** BEGIN **
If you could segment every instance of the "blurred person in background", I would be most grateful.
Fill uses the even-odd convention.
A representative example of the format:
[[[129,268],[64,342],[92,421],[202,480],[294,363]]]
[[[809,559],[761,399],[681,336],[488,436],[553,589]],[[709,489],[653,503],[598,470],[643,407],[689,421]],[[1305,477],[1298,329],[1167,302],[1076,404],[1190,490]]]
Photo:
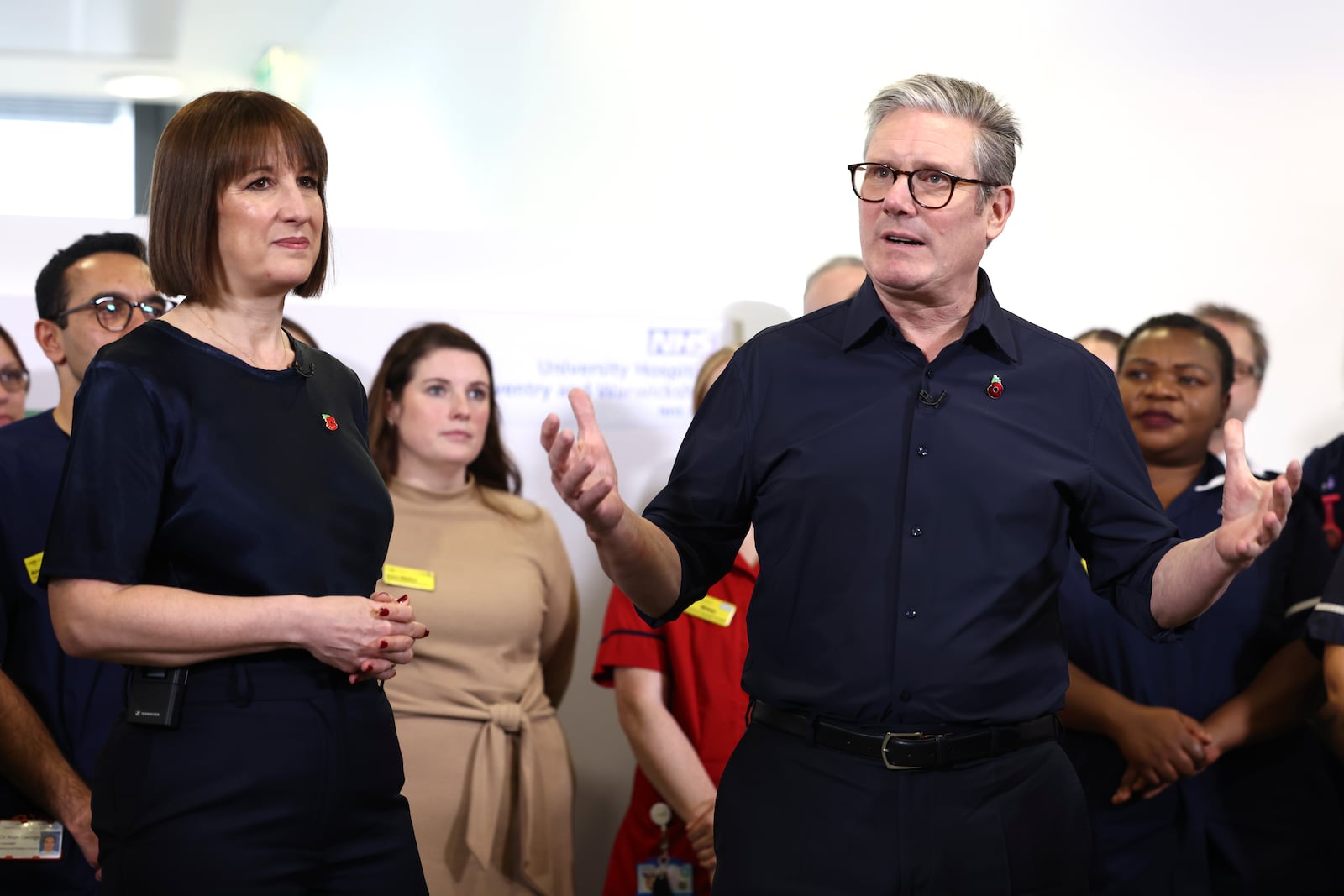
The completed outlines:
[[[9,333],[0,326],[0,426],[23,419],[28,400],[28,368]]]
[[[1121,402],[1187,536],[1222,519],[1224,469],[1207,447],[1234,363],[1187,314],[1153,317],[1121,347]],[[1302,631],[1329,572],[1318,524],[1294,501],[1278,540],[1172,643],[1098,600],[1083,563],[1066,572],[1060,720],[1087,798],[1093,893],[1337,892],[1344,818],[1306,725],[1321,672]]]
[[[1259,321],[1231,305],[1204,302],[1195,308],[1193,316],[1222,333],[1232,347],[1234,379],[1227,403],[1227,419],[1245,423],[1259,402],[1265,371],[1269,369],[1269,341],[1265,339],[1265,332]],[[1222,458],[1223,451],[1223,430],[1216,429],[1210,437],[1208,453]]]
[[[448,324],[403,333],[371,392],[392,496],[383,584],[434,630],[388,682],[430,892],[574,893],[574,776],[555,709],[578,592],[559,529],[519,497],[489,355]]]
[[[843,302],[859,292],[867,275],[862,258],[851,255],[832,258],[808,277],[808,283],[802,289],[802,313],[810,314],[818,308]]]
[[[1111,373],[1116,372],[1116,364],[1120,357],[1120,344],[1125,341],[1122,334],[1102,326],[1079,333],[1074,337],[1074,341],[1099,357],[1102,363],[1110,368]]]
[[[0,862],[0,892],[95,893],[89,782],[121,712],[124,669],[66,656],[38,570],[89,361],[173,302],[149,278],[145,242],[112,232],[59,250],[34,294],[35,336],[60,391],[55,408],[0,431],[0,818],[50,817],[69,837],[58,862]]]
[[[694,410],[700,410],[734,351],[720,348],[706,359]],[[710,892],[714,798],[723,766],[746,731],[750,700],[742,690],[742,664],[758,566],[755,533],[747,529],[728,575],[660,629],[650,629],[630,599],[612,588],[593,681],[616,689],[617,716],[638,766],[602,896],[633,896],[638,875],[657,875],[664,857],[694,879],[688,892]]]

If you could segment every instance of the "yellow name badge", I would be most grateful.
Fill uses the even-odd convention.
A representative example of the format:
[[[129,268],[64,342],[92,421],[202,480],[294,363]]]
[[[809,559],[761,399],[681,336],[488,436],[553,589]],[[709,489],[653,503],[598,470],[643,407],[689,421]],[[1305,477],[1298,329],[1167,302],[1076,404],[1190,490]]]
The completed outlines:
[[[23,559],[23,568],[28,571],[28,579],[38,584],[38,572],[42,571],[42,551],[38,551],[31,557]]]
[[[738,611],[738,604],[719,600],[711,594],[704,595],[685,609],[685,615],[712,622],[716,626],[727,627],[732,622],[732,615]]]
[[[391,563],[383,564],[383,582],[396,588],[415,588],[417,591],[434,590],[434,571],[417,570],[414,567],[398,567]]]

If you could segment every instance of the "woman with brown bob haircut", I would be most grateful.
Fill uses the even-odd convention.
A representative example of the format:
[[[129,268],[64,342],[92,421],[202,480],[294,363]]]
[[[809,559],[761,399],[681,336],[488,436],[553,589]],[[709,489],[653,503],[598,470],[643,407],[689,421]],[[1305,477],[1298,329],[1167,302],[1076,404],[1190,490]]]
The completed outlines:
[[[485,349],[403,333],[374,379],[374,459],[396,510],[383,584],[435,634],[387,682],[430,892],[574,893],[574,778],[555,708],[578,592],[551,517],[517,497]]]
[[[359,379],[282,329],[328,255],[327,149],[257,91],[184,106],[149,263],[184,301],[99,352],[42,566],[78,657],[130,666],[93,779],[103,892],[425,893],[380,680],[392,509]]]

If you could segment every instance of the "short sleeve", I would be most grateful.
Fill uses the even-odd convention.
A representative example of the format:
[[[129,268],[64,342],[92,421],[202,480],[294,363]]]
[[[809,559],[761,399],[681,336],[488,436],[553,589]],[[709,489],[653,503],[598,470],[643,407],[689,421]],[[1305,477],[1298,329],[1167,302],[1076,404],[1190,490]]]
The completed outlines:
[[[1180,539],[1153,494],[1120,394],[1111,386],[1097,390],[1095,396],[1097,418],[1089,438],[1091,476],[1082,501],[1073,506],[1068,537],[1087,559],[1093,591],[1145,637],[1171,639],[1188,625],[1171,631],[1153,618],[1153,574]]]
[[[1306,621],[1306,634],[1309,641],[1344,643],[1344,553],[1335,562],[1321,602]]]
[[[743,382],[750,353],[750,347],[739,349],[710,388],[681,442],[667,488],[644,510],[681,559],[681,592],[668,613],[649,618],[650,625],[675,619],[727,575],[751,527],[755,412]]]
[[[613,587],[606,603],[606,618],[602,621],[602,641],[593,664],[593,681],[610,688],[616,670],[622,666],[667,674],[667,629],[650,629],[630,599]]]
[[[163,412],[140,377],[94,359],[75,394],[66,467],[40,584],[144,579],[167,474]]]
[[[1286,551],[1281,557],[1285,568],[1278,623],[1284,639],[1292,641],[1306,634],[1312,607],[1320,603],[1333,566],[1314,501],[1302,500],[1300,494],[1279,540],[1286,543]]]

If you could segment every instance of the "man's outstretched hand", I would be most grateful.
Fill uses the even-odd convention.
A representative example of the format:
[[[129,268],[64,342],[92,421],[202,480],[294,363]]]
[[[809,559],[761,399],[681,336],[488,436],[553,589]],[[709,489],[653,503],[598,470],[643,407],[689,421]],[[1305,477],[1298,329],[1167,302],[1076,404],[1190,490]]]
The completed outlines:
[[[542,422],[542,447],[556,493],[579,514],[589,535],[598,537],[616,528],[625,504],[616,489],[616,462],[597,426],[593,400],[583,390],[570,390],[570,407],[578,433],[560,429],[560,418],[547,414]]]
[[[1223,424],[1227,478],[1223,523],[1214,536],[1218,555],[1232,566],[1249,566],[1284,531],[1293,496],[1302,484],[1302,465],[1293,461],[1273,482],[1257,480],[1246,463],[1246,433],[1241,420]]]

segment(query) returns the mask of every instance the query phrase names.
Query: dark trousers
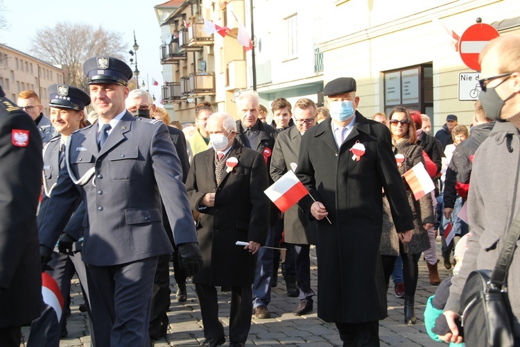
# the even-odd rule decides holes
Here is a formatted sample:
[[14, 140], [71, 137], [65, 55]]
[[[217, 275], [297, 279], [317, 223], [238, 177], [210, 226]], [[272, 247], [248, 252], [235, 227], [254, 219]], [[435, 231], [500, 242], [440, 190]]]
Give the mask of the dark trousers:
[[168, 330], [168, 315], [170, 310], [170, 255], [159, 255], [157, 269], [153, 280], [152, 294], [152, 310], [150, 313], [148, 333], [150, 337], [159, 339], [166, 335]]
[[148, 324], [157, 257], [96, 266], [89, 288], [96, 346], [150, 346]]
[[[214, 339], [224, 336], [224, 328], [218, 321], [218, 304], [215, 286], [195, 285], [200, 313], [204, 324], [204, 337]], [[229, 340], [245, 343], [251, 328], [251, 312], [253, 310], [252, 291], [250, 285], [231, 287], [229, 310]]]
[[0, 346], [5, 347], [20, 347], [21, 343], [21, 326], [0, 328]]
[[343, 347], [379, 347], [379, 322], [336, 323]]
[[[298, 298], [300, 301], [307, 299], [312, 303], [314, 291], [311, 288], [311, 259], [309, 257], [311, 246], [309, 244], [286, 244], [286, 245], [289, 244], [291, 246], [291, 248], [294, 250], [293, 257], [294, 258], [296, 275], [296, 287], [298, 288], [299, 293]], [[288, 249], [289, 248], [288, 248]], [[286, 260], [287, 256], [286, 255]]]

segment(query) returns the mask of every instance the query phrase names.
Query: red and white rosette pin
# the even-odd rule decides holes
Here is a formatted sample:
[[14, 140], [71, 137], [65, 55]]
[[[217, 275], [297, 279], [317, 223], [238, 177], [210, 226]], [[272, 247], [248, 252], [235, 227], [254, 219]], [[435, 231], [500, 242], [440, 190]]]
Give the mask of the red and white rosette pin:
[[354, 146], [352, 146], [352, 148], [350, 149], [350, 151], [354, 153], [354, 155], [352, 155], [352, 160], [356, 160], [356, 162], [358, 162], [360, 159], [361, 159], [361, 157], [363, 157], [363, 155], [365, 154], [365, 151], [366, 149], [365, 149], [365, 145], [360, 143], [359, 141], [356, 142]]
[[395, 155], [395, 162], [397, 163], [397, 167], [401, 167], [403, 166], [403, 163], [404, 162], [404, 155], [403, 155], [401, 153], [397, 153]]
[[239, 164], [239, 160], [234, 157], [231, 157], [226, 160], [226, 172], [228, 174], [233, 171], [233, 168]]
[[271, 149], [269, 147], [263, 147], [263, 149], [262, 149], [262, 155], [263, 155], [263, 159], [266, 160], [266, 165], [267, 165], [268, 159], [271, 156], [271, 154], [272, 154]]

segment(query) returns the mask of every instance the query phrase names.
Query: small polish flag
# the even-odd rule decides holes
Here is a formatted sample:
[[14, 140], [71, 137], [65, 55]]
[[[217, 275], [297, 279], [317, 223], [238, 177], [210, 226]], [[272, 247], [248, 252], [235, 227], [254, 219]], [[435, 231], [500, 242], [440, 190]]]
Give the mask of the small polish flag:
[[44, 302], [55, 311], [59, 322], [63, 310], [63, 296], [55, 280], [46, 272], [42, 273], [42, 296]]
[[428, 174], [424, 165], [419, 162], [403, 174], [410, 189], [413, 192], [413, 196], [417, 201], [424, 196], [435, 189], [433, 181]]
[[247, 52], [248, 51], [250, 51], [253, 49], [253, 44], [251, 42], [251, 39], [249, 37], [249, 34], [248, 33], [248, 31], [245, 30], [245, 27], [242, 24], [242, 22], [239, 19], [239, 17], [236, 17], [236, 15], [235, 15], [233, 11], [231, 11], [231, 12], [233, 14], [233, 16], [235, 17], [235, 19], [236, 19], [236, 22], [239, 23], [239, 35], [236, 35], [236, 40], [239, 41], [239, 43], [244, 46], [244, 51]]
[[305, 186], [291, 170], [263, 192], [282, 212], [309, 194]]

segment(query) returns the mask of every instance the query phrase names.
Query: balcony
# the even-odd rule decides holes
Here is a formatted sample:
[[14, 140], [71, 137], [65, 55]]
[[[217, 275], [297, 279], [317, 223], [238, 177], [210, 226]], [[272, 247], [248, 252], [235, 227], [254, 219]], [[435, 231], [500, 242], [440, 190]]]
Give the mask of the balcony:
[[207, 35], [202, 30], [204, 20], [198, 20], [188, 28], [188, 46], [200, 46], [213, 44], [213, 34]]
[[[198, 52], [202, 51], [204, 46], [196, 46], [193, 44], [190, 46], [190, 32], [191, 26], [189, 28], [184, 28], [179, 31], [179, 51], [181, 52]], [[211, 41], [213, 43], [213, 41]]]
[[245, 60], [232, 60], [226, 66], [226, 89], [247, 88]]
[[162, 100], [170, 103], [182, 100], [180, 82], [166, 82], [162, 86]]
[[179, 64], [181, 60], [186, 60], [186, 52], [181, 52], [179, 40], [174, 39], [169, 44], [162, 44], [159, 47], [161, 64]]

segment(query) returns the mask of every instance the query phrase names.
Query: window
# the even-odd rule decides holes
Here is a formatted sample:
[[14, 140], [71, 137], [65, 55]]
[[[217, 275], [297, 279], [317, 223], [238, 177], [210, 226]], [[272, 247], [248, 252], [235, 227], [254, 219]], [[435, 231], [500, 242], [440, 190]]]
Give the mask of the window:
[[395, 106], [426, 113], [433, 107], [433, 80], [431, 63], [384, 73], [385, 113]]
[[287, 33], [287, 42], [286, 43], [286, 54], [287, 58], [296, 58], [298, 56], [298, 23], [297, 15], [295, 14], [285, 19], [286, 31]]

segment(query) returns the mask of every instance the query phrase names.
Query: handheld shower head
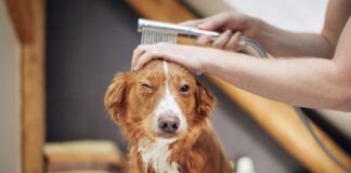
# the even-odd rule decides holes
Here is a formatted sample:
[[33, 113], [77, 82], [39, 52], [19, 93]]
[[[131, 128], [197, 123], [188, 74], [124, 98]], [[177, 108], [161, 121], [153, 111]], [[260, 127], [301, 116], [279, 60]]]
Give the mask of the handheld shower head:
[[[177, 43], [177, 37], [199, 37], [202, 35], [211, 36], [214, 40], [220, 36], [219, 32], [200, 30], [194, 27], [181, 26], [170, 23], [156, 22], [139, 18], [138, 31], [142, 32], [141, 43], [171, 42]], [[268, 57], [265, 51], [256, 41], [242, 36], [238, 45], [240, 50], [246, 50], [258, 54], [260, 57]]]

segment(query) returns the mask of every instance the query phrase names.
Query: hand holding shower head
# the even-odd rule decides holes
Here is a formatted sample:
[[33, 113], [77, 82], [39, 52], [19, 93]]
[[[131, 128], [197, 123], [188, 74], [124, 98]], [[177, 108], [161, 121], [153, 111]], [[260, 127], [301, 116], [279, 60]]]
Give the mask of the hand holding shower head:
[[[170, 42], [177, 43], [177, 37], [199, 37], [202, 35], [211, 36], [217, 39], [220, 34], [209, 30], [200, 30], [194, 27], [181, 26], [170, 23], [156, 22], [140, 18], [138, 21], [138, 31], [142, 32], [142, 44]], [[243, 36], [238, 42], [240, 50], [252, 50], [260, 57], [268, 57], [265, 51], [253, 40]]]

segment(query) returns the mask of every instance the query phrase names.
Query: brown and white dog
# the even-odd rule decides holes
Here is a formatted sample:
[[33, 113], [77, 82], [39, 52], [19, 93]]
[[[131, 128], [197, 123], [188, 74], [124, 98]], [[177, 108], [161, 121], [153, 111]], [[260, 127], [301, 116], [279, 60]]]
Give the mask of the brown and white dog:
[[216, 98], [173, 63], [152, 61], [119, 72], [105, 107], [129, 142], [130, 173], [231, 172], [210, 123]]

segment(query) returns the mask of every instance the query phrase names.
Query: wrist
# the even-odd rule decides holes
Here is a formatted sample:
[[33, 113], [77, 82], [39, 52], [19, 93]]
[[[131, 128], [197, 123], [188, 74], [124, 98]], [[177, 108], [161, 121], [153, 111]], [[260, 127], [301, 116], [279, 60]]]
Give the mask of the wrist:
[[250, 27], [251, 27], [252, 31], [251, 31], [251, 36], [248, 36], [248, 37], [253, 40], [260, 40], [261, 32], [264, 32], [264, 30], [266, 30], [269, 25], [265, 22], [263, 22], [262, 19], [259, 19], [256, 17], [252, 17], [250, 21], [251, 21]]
** END **
◆ Do this: Arrange the data from its start through the line holding "[[[9,333],[0,326],[0,426],[23,419],[28,400],[28,368]]]", inclusive, as a Markdown table with the columns Row and Line, giving each non-blank line its own numbered row. Leave the pictures out.

◆ Expected answer:
| Row | Line |
|---|---|
| 1 | If you could segment every instance of the "blurred person in background", I would be most grateful. |
| 2 | Fill uses the even-odd convention. |
| 3 | A representative example of the format: |
| 4 | [[[129,268],[64,342],[92,421],[202,480],[294,363]]] |
| 5 | [[[809,559],[761,399],[681,336],[488,436],[553,589]],[[709,489],[653,503],[598,470],[643,407],[689,421]],[[1305,477],[1298,329],[1167,302],[1076,404],[1190,490]]] |
| 6 | Photo: |
| 7 | The completed outlines: |
| 8 | [[[9,333],[0,326],[0,426],[23,419],[28,400],[28,368]]] |